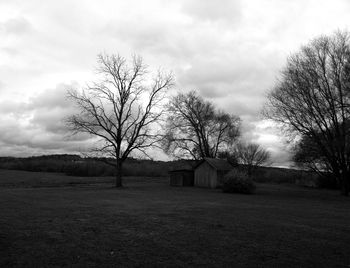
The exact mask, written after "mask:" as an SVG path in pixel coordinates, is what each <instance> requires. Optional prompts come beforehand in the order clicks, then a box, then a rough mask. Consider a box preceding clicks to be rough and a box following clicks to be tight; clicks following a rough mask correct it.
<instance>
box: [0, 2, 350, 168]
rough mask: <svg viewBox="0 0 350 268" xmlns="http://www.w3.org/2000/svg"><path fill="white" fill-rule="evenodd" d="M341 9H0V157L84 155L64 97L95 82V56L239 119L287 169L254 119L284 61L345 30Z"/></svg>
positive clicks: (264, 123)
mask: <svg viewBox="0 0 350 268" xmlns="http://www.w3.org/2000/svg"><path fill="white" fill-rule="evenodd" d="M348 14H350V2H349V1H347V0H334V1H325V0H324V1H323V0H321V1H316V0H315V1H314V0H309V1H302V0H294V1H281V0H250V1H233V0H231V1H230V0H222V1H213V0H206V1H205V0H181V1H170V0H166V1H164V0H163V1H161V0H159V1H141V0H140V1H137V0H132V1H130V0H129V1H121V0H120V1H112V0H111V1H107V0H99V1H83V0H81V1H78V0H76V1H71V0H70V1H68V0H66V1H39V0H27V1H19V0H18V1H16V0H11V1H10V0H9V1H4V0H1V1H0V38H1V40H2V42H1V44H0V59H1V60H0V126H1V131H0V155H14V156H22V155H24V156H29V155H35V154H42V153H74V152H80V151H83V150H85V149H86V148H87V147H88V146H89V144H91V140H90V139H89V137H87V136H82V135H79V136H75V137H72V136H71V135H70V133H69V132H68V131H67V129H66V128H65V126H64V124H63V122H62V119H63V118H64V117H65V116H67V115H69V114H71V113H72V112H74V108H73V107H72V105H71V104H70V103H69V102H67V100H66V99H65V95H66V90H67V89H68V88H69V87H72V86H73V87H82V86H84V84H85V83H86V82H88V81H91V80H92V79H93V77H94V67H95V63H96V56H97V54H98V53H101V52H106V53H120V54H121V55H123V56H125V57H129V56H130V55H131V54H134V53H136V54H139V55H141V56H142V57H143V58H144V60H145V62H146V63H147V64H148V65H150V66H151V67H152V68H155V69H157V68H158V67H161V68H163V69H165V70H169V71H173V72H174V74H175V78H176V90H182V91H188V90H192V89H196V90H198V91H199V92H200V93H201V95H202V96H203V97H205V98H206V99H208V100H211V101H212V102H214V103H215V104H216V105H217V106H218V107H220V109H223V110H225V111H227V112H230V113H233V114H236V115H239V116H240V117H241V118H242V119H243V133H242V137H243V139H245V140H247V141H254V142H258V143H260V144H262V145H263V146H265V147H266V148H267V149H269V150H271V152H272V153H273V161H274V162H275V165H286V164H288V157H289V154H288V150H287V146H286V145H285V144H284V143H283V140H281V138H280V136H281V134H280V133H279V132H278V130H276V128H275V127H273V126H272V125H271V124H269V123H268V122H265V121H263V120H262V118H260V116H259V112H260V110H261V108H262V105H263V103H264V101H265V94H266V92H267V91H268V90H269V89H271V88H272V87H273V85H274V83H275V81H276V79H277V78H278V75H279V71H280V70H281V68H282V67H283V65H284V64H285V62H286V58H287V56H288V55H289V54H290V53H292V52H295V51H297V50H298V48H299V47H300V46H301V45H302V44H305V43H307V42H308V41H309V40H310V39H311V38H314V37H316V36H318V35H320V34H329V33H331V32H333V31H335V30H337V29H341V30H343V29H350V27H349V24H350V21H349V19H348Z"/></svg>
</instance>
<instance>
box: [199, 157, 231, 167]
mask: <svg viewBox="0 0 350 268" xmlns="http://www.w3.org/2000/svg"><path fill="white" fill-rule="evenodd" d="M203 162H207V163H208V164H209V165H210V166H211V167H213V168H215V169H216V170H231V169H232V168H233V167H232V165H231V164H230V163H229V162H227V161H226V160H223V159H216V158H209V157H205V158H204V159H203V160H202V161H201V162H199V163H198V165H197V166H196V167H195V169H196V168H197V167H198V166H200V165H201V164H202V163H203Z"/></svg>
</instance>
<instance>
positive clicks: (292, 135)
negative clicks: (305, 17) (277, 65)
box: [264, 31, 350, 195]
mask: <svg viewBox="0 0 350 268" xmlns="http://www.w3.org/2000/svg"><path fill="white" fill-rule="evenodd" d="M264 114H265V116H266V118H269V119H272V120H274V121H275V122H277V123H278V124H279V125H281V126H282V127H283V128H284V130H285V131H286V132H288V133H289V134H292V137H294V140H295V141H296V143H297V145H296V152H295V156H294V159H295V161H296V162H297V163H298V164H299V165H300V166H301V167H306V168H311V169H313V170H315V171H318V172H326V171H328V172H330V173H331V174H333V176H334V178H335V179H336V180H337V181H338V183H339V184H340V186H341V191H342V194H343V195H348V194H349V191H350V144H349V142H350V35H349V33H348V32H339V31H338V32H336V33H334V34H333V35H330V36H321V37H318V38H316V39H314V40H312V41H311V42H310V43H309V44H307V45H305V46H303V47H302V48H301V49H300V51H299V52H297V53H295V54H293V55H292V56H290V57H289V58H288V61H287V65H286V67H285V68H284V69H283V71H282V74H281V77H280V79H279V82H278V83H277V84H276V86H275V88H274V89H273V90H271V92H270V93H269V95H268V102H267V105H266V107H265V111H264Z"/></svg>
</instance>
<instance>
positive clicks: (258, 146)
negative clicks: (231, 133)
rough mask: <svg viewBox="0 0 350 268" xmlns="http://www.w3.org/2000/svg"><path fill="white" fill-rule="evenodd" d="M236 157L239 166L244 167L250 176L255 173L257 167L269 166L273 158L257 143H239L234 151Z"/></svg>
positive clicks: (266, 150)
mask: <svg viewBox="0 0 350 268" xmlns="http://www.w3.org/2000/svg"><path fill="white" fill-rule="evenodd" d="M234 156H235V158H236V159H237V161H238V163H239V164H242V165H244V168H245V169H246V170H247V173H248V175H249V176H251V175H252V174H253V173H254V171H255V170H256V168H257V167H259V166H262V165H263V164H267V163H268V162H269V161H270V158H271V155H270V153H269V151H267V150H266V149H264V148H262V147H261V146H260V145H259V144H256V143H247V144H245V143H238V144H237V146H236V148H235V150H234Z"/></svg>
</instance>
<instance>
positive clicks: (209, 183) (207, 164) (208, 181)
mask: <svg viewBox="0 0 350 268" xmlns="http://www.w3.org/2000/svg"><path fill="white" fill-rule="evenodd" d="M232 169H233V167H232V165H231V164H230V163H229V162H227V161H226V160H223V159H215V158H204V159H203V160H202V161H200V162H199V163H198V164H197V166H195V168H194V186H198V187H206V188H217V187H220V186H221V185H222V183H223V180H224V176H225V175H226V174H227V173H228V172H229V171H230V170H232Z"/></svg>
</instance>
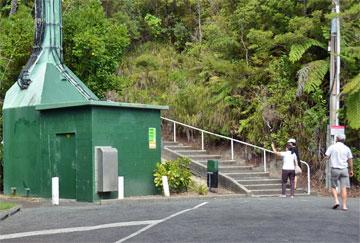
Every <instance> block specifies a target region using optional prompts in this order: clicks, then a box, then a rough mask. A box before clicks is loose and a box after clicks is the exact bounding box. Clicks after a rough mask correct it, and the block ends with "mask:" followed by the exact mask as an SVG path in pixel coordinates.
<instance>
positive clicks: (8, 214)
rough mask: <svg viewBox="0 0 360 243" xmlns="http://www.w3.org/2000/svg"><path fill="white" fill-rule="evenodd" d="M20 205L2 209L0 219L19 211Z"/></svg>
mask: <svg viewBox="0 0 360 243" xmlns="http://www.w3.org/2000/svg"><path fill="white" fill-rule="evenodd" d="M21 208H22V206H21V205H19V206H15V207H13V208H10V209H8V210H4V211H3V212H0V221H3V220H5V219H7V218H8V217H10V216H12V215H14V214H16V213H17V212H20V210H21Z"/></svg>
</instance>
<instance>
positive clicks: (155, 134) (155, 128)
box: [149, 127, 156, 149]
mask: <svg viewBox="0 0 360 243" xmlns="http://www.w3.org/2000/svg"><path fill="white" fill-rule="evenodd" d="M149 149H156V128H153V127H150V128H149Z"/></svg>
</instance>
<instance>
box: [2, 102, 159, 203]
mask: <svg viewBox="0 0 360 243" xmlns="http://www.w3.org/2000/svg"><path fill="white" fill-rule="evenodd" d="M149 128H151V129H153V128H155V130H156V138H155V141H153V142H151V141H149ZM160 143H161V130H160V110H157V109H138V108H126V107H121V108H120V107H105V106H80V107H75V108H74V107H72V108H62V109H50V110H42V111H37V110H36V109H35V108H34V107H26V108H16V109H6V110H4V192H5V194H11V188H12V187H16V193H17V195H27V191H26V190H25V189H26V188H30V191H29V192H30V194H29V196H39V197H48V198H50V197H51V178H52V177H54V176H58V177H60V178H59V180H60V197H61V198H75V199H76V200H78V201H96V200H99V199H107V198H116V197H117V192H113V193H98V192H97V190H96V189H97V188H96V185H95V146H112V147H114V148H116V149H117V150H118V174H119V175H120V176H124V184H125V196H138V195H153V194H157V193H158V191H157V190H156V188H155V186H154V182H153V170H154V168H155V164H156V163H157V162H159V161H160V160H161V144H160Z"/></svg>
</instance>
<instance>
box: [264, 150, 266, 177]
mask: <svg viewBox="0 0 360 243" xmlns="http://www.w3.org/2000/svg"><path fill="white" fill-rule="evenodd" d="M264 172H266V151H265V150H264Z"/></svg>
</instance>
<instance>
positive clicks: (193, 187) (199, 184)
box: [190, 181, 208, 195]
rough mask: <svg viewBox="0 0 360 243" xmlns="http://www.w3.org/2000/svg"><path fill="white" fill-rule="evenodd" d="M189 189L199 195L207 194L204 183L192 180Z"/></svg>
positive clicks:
--
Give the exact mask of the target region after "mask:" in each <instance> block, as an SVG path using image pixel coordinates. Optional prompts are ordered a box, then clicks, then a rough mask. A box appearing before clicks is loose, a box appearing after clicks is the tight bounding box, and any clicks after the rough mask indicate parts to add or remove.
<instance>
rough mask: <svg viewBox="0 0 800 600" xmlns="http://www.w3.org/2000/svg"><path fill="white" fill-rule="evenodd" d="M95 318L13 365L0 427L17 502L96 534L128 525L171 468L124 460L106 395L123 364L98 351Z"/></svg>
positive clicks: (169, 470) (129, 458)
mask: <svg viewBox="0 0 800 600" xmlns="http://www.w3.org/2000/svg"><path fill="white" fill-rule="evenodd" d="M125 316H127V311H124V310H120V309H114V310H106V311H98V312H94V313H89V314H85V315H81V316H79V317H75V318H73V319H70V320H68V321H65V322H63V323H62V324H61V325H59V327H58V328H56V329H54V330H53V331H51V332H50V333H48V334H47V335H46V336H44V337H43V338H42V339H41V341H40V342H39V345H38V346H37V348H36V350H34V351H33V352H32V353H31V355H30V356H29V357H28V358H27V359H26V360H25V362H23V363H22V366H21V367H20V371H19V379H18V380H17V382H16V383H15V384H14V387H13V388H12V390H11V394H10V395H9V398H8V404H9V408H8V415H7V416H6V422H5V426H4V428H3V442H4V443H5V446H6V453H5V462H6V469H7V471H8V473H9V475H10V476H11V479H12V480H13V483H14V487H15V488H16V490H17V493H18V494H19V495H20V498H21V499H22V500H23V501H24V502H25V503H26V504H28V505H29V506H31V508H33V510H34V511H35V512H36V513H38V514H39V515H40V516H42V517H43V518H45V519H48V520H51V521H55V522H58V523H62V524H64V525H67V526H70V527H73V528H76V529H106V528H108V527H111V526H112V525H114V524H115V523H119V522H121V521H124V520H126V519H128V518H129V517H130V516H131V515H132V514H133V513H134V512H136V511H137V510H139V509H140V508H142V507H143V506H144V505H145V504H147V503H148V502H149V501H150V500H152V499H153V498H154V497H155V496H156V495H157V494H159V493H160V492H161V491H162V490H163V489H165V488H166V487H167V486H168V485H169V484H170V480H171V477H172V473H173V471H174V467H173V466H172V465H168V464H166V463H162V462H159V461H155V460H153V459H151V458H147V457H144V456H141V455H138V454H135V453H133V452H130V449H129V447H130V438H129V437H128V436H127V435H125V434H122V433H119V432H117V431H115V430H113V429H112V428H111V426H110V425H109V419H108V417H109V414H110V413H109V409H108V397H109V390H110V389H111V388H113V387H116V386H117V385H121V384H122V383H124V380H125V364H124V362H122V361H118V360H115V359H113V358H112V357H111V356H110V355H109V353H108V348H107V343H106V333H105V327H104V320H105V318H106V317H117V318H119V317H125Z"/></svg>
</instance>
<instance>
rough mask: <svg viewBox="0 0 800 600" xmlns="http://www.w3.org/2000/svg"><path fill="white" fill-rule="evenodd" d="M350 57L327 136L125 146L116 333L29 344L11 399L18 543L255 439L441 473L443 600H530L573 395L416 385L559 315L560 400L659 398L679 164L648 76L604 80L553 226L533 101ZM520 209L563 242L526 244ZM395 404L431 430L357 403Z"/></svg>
---
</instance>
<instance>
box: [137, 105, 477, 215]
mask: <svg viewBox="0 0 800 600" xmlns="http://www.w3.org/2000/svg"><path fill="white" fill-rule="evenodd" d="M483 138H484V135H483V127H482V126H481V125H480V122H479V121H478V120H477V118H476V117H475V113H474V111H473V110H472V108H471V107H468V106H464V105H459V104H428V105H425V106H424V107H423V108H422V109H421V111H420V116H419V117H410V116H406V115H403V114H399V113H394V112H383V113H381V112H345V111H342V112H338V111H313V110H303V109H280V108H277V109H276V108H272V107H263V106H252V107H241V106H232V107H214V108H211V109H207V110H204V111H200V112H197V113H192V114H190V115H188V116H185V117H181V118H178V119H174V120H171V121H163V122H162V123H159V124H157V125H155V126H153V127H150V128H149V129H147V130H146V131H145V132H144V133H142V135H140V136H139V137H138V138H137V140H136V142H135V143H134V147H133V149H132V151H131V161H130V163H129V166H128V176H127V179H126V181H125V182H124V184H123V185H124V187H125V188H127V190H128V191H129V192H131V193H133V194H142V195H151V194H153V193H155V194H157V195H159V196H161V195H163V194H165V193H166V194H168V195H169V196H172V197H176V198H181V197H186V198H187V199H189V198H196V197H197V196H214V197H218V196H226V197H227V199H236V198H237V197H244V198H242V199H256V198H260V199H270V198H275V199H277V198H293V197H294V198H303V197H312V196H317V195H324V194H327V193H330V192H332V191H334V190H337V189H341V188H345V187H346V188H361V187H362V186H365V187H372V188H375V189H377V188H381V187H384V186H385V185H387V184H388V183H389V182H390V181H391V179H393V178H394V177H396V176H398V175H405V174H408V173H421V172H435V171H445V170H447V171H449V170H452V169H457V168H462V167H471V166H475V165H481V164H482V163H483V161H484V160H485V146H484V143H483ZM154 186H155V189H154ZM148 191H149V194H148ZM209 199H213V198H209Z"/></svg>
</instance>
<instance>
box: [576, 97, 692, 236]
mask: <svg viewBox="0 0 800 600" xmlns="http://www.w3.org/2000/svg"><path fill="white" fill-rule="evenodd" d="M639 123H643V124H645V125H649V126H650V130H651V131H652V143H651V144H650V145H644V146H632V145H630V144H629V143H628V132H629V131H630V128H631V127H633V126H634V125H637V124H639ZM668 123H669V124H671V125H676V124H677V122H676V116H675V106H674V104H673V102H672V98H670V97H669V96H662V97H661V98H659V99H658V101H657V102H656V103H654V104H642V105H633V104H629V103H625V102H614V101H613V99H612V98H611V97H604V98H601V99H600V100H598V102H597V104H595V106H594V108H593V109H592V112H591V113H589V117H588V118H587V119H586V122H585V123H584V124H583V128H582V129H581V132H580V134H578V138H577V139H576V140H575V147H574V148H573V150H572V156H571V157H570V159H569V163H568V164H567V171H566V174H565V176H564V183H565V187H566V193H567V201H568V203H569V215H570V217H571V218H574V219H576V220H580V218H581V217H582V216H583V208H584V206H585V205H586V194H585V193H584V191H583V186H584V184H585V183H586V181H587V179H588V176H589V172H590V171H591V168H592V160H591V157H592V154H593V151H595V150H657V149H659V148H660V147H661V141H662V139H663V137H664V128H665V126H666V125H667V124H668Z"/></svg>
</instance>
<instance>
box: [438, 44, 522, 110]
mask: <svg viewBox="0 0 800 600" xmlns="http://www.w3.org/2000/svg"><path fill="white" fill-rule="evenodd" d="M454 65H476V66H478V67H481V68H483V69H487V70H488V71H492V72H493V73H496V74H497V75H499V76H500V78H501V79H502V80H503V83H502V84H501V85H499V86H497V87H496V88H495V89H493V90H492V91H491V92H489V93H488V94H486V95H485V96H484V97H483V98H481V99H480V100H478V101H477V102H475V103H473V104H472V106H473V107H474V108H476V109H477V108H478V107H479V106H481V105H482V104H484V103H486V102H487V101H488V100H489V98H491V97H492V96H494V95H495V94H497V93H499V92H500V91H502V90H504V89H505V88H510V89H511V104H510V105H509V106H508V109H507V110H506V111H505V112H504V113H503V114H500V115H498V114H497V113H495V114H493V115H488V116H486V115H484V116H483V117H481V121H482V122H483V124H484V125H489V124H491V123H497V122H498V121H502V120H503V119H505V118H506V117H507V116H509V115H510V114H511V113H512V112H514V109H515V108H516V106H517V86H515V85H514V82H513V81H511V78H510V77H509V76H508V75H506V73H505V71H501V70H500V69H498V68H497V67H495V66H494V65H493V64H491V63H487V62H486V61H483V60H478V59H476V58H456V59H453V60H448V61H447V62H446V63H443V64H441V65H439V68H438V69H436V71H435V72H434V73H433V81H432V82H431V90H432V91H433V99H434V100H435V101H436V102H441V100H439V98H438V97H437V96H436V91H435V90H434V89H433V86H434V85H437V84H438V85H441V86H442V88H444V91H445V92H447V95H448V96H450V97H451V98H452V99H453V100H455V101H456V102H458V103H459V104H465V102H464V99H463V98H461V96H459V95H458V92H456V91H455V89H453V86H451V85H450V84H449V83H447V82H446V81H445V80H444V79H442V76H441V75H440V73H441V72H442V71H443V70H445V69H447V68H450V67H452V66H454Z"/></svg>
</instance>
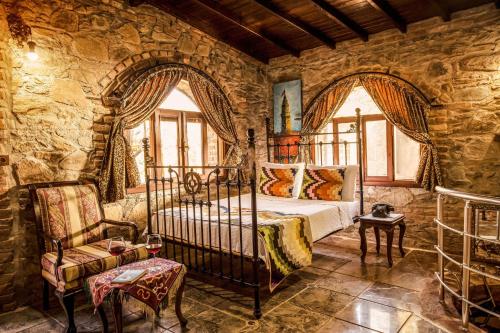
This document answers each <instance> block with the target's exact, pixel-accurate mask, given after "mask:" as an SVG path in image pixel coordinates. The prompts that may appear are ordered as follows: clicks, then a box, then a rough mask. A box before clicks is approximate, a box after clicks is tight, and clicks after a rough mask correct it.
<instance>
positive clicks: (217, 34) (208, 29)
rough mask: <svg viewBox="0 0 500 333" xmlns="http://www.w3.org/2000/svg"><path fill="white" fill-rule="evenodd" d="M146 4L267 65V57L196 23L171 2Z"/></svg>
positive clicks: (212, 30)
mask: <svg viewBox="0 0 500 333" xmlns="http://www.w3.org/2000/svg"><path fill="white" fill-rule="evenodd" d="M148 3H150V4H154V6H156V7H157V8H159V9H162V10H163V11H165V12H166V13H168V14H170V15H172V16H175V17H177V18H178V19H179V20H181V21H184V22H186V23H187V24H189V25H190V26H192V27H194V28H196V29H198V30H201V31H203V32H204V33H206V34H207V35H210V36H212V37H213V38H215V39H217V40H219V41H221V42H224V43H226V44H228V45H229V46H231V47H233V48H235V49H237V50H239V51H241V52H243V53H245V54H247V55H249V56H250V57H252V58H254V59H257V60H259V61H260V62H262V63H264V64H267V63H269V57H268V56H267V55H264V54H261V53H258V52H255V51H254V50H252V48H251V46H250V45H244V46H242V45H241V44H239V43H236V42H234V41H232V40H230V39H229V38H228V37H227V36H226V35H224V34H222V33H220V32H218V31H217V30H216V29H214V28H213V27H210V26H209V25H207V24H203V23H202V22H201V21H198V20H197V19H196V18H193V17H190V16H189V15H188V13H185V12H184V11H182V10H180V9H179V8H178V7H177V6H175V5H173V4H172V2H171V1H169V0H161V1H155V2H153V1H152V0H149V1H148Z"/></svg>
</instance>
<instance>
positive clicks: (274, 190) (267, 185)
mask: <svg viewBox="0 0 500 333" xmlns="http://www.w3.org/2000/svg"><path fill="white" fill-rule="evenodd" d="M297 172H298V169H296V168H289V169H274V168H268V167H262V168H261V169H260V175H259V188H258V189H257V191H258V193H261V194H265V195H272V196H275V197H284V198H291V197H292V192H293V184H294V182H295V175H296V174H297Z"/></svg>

> GOAL OF THE EXERCISE:
Within the material above, transcribe exactly the lines that run from the line holding "The exact mask, written" through the line holding "9H0V157L84 155L64 97L95".

> ANSWER SECTION:
The exact mask, written after "mask:" as an SVG path in pixel coordinates, is what each <instance> requires. Optional prompts come beforehand in the order clicks, then a box, then a rough mask. Consider a box preceding clicks to be rough and a box following clicks to be tight; clicks following a rough mask correct it.
<instance>
box: [0, 2, 350, 168]
rough mask: <svg viewBox="0 0 350 268" xmlns="http://www.w3.org/2000/svg"><path fill="white" fill-rule="evenodd" d="M341 9H0V157L84 155L64 97L95 82V56L239 119L287 169L254 119L284 61L345 30Z"/></svg>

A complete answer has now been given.